Given text:
Re: [PATCH] fuse: increase FUSE_MAX_MAX_PAGES limit

Jingbo Xu <jefflexu@xxxxxxxxxxxxxxxxx> · Mon, 26 Feb 2024 12:00:34 +0800

Hi Miklos,

On 1/26/24 2:29 PM, Jingbo Xu wrote:
> 
> 
> On 1/24/24 8:47 PM, Jingbo Xu wrote:
>>
>>
>> On 1/24/24 8:23 PM, Miklos Szeredi wrote:
>>> On Wed, 24 Jan 2024 at 08:05, Jingbo Xu <jefflexu@xxxxxxxxxxxxxxxxx> wrote:
>>>>
>>>> From: Xu Ji <laoji.jx@xxxxxxxxxxxxxxx>
>>>>
>>>> Increase FUSE_MAX_MAX_PAGES limit, so that the maximum data size of a
>>>> single request is increased.
>>>
>>> The only worry is about where this memory is getting accounted to.
>>> This needs to be thought through, since the we are increasing the
>>> possible memory that an unprivileged user is allowed to pin.
> 
> Apart from the request size, the maximum number of background requests,
> i.e. max_background (12 by default, and configurable by the fuse
> daemon), also limits the size of the memory that an unprivileged user
> can pin.  But yes, it indeed increases the number proportionally by
> increasing the maximum request size.
> 
> 
>>
>>>
>>>
>>>
>>>>
>>>> This optimizes the write performance especially when the optimal IO size
>>>> of the backend store at the fuse daemon side is greater than the original
>>>> maximum request size (i.e. 1MB with 256 FUSE_MAX_MAX_PAGES and
>>>> 4096 PAGE_SIZE).
>>>>
>>>> Be noted that this only increases the upper limit of the maximum request
>>>> size, while the real maximum request size relies on the FUSE_INIT
>>>> negotiation with the fuse daemon.
>>>>
>>>> Signed-off-by: Xu Ji <laoji.jx@xxxxxxxxxxxxxxx>
>>>> Signed-off-by: Jingbo Xu <jefflexu@xxxxxxxxxxxxxxxxx>
>>>> ---
>>>> I'm not sure if 1024 is adequate for FUSE_MAX_MAX_PAGES, as the
>>>> Bytedance floks seems to had increased the maximum request size to 8M
>>>> and saw a ~20% performance boost.
>>>
>>> The 20% is against the 256 pages, I guess. 
>>
>> Yeah I guess so.
>>
>>
>>> It would be interesting to
>>> see the how the number of pages per request affects performance and
>>> why.
>>
>> To be honest, I'm not sure the root cause of the performance boost in
>> bytedance's case.
>>
>> While in our internal use scenario, the optimal IO size of the backend
>> store at the fuse server side is, e.g. 4MB, and thus if the maximum
>> throughput can not be achieved with current 256 pages per request. IOW
>> the backend store, e.g. a distributed parallel filesystem, get optimal
>> performance when the data is aligned at 4MB boundary.  I can ask my folk
>> who implements the fuse server to give more background info and the
>> exact performance statistics.

Problem set:
• 1. Name every person identified by name in the FUSE patch thread above.
• 2. Answer these from the FUSE patch thread above:
(a) What is the default value of max_background?
(b) What was the original maximum request size, and which two values produce it?
(c) At what boundary does the backend store in the internal use scenario get optimal performance?

Extracted entries:
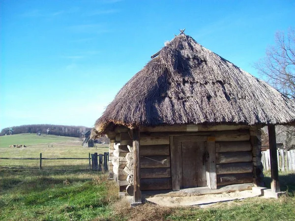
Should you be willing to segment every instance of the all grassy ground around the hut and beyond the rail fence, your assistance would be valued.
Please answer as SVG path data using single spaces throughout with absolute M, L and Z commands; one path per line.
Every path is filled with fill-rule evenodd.
M 33 136 L 33 135 L 30 135 Z M 72 156 L 88 152 L 104 152 L 107 148 L 83 148 L 76 138 L 28 136 L 27 149 L 8 148 L 16 142 L 0 137 L 0 154 L 20 157 L 46 153 Z M 21 137 L 21 135 L 20 135 Z M 21 137 L 24 138 L 24 137 Z M 59 139 L 59 140 L 58 140 Z M 64 139 L 64 140 L 62 140 Z M 3 142 L 2 142 L 3 141 Z M 3 145 L 3 143 L 6 145 Z M 53 147 L 48 147 L 53 143 Z M 75 145 L 73 143 L 76 143 Z M 11 143 L 14 144 L 14 143 Z M 22 144 L 17 142 L 15 144 Z M 17 152 L 19 151 L 19 152 Z M 30 155 L 31 156 L 31 155 Z M 1 165 L 7 164 L 2 160 Z M 56 168 L 65 168 L 64 162 L 54 162 Z M 87 165 L 88 162 L 85 162 Z M 30 164 L 30 163 L 29 163 Z M 82 166 L 72 161 L 70 166 Z M 49 165 L 50 167 L 50 165 Z M 270 187 L 269 171 L 265 173 L 266 186 Z M 276 199 L 248 198 L 243 201 L 217 203 L 206 209 L 198 207 L 168 208 L 144 204 L 136 208 L 118 199 L 118 187 L 107 180 L 102 172 L 89 170 L 38 170 L 0 169 L 0 220 L 2 221 L 281 221 L 295 220 L 295 173 L 280 173 L 281 190 L 288 195 Z

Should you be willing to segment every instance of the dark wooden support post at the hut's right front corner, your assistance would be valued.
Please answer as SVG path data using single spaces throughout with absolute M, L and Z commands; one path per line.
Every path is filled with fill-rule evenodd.
M 275 138 L 275 126 L 268 126 L 270 171 L 271 171 L 271 190 L 274 193 L 280 192 L 278 158 Z

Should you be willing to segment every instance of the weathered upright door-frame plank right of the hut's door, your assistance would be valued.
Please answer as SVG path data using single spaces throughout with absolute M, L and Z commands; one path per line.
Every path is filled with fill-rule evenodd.
M 216 142 L 215 137 L 207 138 L 207 152 L 208 158 L 208 187 L 210 189 L 217 188 L 217 177 L 216 177 Z

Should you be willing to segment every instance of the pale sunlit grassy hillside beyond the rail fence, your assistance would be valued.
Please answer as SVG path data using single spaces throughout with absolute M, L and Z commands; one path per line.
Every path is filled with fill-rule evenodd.
M 27 147 L 9 147 L 25 144 Z M 54 135 L 18 134 L 0 137 L 0 156 L 7 158 L 88 158 L 89 153 L 108 152 L 107 145 L 97 144 L 97 148 L 84 148 L 81 138 Z M 39 160 L 0 160 L 0 166 L 38 167 Z M 44 169 L 87 169 L 88 160 L 43 160 Z

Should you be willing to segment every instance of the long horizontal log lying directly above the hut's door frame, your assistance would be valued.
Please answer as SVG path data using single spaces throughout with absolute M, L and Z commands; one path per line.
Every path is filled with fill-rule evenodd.
M 156 133 L 142 133 L 141 138 L 167 138 L 169 136 L 174 137 L 189 137 L 189 136 L 199 136 L 199 140 L 207 140 L 207 137 L 215 137 L 215 141 L 246 141 L 250 139 L 250 133 L 248 130 L 239 131 L 207 131 L 207 132 L 156 132 Z M 201 138 L 204 136 L 204 138 Z M 197 139 L 197 138 L 195 138 Z M 164 141 L 163 141 L 164 142 Z M 167 142 L 167 141 L 166 141 Z M 156 145 L 157 143 L 152 143 L 151 145 Z M 158 144 L 168 144 L 168 143 L 158 143 Z M 144 144 L 149 145 L 149 144 Z

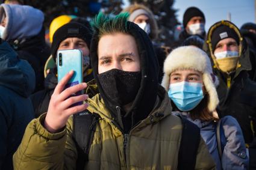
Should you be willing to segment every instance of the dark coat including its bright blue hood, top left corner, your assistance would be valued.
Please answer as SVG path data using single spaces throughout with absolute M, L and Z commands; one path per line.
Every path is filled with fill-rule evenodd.
M 2 38 L 11 44 L 20 59 L 27 60 L 33 67 L 36 74 L 34 92 L 42 90 L 43 66 L 50 55 L 49 46 L 45 43 L 43 12 L 28 5 L 1 4 L 0 20 L 4 16 L 7 25 Z

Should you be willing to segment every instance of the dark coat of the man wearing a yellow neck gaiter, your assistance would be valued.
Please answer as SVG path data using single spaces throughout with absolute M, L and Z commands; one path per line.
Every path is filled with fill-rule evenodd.
M 244 43 L 245 41 L 243 41 Z M 207 43 L 204 44 L 204 50 L 213 58 L 208 45 Z M 219 117 L 231 115 L 236 118 L 242 129 L 245 142 L 250 144 L 254 139 L 256 130 L 256 83 L 248 76 L 251 62 L 249 49 L 245 47 L 242 45 L 242 54 L 239 58 L 240 67 L 236 71 L 229 75 L 215 67 L 213 71 L 220 82 L 219 87 L 217 87 L 220 100 L 219 106 L 217 106 Z M 231 80 L 230 87 L 228 87 L 229 80 Z

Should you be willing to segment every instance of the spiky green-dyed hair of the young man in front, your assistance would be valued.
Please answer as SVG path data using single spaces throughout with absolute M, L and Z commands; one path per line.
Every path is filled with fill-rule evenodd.
M 98 38 L 106 34 L 124 33 L 128 34 L 127 19 L 129 13 L 120 13 L 115 17 L 100 12 L 90 23 L 93 31 L 97 32 Z

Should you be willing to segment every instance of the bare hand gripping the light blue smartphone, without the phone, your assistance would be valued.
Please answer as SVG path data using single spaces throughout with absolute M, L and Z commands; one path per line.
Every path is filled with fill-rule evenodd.
M 73 93 L 84 90 L 87 87 L 86 83 L 80 83 L 73 87 L 66 87 L 67 82 L 73 76 L 73 71 L 70 71 L 60 80 L 57 87 L 52 94 L 48 112 L 45 117 L 45 122 L 43 126 L 46 130 L 51 133 L 60 132 L 64 126 L 66 126 L 67 120 L 70 115 L 76 114 L 77 112 L 84 111 L 89 105 L 84 103 L 82 105 L 72 106 L 75 103 L 83 102 L 88 99 L 87 94 L 82 94 L 80 96 L 71 96 Z

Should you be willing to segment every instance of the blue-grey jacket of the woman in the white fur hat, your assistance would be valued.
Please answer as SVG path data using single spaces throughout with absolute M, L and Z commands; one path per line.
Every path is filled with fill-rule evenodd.
M 181 115 L 199 127 L 201 136 L 204 139 L 218 170 L 246 170 L 249 168 L 249 158 L 246 156 L 245 140 L 243 139 L 242 130 L 236 119 L 231 116 L 226 116 L 219 120 L 221 121 L 223 135 L 225 136 L 225 139 L 222 140 L 226 141 L 220 159 L 217 148 L 216 122 L 201 121 L 198 119 L 192 120 L 187 112 L 172 112 L 172 114 Z

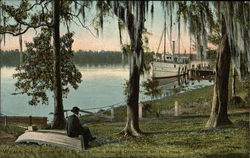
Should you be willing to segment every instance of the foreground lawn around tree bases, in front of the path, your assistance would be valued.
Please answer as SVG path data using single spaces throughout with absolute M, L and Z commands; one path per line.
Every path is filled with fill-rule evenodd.
M 0 146 L 0 157 L 248 157 L 249 115 L 233 115 L 232 126 L 204 130 L 208 118 L 141 121 L 147 136 L 117 135 L 125 122 L 88 124 L 98 143 L 85 152 L 68 149 L 22 145 Z

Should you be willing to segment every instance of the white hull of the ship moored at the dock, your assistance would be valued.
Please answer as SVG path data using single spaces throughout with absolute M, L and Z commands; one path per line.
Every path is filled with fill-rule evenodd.
M 185 75 L 187 64 L 154 61 L 151 63 L 151 77 L 153 79 L 171 79 Z

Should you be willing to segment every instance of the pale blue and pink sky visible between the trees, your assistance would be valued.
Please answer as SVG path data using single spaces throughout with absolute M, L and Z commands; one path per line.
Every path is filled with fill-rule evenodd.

Task answers:
• 1.
Jingbo Xu
Miklos Szeredi
Xu Ji

• 2.
(a) 12
(b) 1MB, from 256 FUSE_MAX_MAX_PAGES and a 4096 PAGE_SIZE.
(c) A 4MB boundary.